Report every line of the material that contains the string "station".
*** DATA RECORDS ***
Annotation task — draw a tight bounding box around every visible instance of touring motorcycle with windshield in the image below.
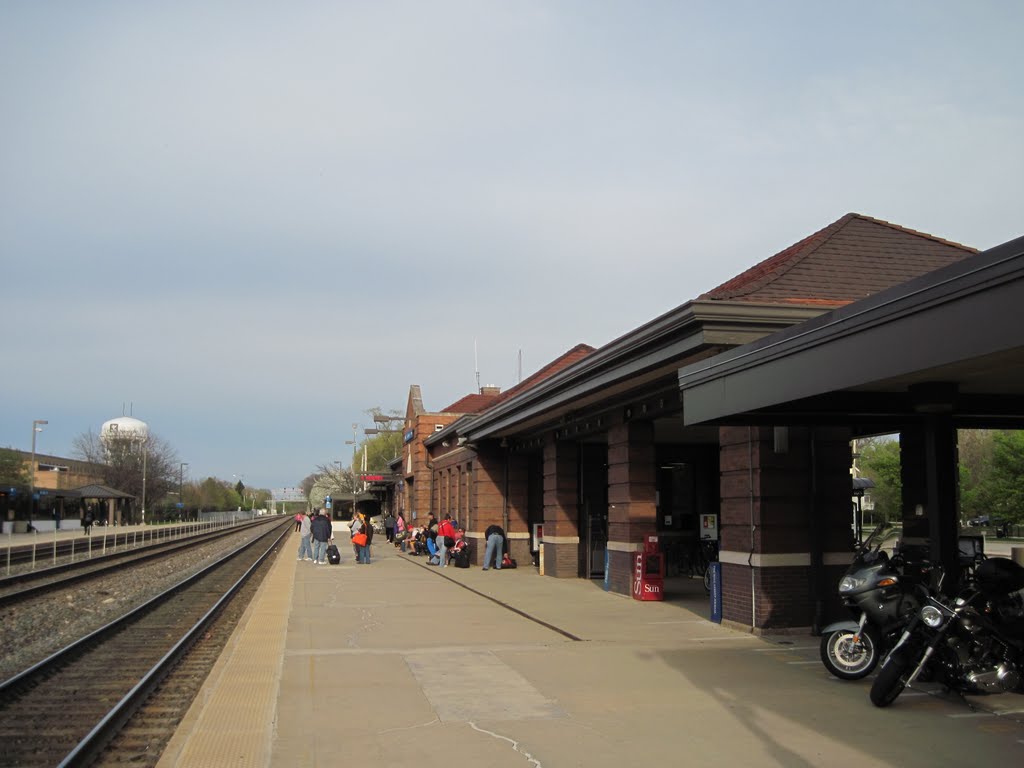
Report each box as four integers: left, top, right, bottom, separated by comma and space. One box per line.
870, 556, 1024, 707
819, 523, 922, 680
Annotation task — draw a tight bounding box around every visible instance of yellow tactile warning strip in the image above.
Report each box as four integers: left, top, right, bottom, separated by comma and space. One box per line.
156, 540, 295, 768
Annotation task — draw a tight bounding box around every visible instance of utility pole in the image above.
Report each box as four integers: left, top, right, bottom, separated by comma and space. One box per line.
29, 419, 47, 527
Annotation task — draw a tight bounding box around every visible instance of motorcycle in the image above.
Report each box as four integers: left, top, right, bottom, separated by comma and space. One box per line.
870, 556, 1024, 707
819, 523, 922, 680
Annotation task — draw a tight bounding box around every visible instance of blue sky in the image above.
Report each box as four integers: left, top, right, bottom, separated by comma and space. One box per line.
3, 1, 1022, 490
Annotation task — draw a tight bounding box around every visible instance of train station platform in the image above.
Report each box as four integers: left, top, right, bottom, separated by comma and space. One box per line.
157, 532, 1024, 767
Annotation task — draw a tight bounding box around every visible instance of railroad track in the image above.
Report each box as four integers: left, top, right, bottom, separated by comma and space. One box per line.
0, 518, 277, 608
0, 518, 291, 767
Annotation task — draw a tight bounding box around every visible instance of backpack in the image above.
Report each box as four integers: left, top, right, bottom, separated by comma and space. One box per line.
452, 549, 471, 568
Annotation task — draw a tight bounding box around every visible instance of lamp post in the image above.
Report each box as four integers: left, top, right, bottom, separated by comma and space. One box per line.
29, 419, 47, 526
179, 462, 189, 518
346, 423, 359, 493
140, 437, 148, 524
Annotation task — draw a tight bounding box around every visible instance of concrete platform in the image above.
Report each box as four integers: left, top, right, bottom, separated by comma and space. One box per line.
158, 533, 1024, 767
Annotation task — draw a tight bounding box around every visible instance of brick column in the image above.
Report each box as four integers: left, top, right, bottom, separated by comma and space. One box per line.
605, 420, 656, 595
542, 438, 579, 578
718, 425, 852, 632
471, 448, 528, 569
505, 453, 532, 565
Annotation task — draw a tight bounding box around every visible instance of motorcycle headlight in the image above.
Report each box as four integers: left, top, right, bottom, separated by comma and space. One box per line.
921, 605, 945, 628
839, 576, 864, 593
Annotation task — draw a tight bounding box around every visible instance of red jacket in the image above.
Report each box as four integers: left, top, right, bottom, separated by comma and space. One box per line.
438, 520, 456, 539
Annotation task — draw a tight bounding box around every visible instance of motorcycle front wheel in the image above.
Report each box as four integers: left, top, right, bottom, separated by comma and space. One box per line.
820, 627, 880, 680
869, 647, 914, 707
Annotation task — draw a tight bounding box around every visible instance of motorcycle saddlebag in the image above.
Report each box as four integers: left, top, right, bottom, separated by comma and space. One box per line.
976, 557, 1024, 596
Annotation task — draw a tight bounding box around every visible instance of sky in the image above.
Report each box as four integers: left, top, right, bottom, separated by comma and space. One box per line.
2, 1, 1022, 491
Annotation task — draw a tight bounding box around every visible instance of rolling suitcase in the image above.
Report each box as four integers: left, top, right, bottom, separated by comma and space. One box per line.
326, 544, 341, 564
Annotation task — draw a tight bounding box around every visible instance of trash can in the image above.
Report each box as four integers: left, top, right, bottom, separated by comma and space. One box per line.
632, 535, 664, 601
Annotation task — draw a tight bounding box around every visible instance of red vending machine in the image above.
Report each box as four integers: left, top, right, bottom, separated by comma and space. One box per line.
632, 535, 665, 601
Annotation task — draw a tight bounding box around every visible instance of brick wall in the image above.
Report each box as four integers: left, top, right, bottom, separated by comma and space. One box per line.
542, 540, 580, 578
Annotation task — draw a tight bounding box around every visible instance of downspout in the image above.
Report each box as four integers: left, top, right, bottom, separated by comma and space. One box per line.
425, 445, 434, 520
502, 451, 510, 533
748, 427, 756, 629
809, 429, 824, 634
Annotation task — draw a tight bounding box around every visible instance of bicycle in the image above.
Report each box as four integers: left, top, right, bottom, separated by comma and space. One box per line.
699, 539, 719, 593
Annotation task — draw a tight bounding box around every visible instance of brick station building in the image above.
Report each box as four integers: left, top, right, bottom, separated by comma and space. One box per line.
390, 213, 979, 632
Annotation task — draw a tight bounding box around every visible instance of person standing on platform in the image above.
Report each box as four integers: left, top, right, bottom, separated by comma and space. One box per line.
297, 511, 312, 561
294, 511, 303, 532
395, 512, 407, 551
483, 523, 506, 570
436, 513, 456, 567
360, 512, 374, 563
384, 511, 395, 543
311, 510, 332, 564
83, 509, 94, 535
349, 512, 364, 560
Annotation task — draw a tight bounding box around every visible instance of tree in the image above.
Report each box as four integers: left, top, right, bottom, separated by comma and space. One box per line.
195, 477, 241, 511
72, 430, 180, 522
300, 473, 318, 499
0, 447, 28, 487
958, 429, 996, 521
857, 436, 902, 522
360, 431, 403, 471
311, 464, 352, 497
977, 430, 1024, 524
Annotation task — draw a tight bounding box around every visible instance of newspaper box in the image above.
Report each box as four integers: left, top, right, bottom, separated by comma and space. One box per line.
632, 535, 665, 601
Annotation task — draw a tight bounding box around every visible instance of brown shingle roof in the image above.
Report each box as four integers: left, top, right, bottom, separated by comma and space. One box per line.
441, 392, 500, 414
490, 343, 595, 407
700, 213, 977, 307
438, 344, 596, 417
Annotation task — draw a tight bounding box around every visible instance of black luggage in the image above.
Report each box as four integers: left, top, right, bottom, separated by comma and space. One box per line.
452, 549, 471, 568
326, 544, 341, 565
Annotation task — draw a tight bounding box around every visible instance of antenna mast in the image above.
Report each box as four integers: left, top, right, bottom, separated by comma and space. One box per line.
474, 339, 481, 393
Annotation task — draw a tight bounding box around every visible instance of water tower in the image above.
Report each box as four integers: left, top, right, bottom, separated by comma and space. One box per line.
100, 416, 149, 445
100, 416, 150, 522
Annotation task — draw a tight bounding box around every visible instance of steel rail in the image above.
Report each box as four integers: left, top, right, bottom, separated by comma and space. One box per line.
57, 520, 291, 767
0, 518, 276, 607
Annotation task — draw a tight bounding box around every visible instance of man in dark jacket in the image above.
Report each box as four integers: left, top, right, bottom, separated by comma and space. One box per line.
310, 510, 333, 565
483, 523, 506, 570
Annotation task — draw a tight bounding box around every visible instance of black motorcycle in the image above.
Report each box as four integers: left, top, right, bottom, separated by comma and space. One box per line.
819, 523, 922, 680
870, 556, 1024, 707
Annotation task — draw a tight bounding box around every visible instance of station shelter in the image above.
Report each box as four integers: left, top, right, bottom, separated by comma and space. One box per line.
388, 213, 1013, 632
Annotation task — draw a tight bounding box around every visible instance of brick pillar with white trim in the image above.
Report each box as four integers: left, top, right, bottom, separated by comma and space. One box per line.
718, 425, 852, 632
541, 438, 579, 577
605, 420, 657, 595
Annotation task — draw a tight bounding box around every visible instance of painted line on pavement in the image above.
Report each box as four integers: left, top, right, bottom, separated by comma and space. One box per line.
400, 554, 584, 641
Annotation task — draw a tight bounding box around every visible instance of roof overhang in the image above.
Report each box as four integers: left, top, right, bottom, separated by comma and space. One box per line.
677, 234, 1024, 430
463, 301, 826, 441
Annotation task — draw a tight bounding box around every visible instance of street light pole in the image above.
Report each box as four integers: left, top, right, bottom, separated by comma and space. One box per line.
29, 419, 48, 526
179, 462, 189, 517
141, 437, 148, 524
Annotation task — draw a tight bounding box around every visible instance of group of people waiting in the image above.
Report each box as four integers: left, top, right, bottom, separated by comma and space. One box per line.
295, 509, 335, 564
390, 512, 462, 566
294, 508, 379, 565
294, 508, 513, 569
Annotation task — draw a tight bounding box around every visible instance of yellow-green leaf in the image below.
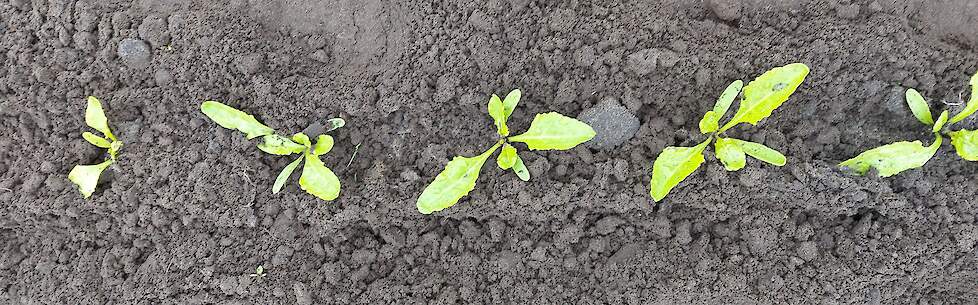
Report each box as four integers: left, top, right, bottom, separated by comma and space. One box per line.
950, 129, 978, 161
839, 134, 942, 177
950, 71, 978, 124
324, 118, 346, 133
273, 156, 303, 194
85, 96, 115, 140
731, 138, 787, 166
508, 112, 596, 150
497, 143, 517, 170
82, 132, 111, 148
200, 101, 275, 139
299, 152, 341, 201
715, 137, 746, 171
488, 94, 509, 136
292, 133, 311, 147
312, 135, 334, 156
68, 159, 113, 198
108, 141, 123, 161
699, 80, 743, 134
417, 142, 501, 214
720, 63, 809, 131
257, 134, 306, 155
503, 89, 521, 118
933, 110, 949, 133
649, 139, 711, 202
512, 153, 530, 181
905, 89, 934, 125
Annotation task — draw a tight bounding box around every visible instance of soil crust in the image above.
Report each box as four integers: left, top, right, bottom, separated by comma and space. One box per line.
1, 0, 977, 304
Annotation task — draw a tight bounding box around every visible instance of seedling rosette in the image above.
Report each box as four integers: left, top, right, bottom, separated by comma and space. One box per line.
200, 101, 345, 201
416, 89, 596, 214
649, 63, 810, 201
68, 96, 124, 198
840, 70, 978, 176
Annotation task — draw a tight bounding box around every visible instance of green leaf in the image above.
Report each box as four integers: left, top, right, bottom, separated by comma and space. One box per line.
257, 135, 306, 155
950, 71, 978, 124
273, 156, 303, 194
649, 139, 711, 202
200, 101, 275, 139
292, 133, 311, 147
950, 129, 978, 161
416, 142, 501, 214
512, 153, 530, 181
503, 89, 521, 118
839, 134, 942, 177
85, 96, 115, 140
714, 137, 746, 171
324, 118, 346, 133
731, 138, 787, 166
108, 141, 123, 161
497, 143, 517, 170
312, 135, 334, 156
720, 63, 809, 131
508, 112, 596, 150
933, 110, 949, 133
299, 152, 341, 201
82, 132, 111, 148
699, 80, 743, 134
68, 159, 113, 198
488, 94, 509, 136
905, 89, 934, 125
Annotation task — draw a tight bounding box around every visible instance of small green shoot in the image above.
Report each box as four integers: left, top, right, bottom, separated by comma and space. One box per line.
650, 63, 809, 201
69, 96, 124, 198
416, 89, 595, 214
250, 265, 266, 278
200, 101, 344, 201
840, 70, 978, 176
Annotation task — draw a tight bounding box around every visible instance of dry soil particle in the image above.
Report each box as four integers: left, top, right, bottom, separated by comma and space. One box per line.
1, 0, 978, 304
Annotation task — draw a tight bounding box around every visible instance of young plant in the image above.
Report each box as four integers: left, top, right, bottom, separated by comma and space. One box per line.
840, 70, 978, 176
69, 96, 124, 198
250, 265, 266, 278
416, 89, 596, 214
649, 63, 810, 201
200, 101, 345, 201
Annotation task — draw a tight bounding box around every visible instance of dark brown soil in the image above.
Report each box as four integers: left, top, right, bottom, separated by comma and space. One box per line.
2, 0, 978, 304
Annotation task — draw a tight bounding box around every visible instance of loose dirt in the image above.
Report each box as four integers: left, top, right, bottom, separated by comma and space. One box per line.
1, 0, 977, 303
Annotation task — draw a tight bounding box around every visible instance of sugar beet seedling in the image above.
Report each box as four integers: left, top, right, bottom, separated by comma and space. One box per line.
840, 70, 978, 176
200, 101, 345, 201
417, 89, 596, 214
69, 96, 124, 198
649, 63, 810, 201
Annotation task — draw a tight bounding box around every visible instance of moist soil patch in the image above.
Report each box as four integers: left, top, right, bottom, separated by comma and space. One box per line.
2, 0, 978, 304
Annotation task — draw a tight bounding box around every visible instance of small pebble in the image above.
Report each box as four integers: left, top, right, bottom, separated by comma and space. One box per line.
578, 98, 640, 150
154, 69, 173, 86
117, 38, 152, 68
708, 0, 742, 21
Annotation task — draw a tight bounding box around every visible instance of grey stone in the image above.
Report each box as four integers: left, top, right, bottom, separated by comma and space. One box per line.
117, 38, 151, 68
837, 4, 860, 19
594, 216, 624, 235
154, 69, 173, 86
578, 98, 640, 150
293, 282, 313, 305
235, 53, 265, 75
138, 15, 170, 47
310, 49, 330, 63
708, 0, 742, 21
797, 241, 819, 261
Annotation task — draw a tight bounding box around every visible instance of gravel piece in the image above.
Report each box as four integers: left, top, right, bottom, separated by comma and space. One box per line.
708, 0, 742, 21
578, 98, 640, 150
117, 38, 151, 68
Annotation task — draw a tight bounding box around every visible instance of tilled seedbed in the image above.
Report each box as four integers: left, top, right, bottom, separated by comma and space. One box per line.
1, 0, 977, 304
*** End of DATA RECORDS ***
## WRITTEN SOLUTION
Annotation task — draw a tight bounding box around every visible instance of train station platform in the image above.
Annotation task — draw a tight bounding box around every visible instance of brick station building in the image above.
Annotation task — draw a tight bounding box around every visible instance of station shelter in the image above.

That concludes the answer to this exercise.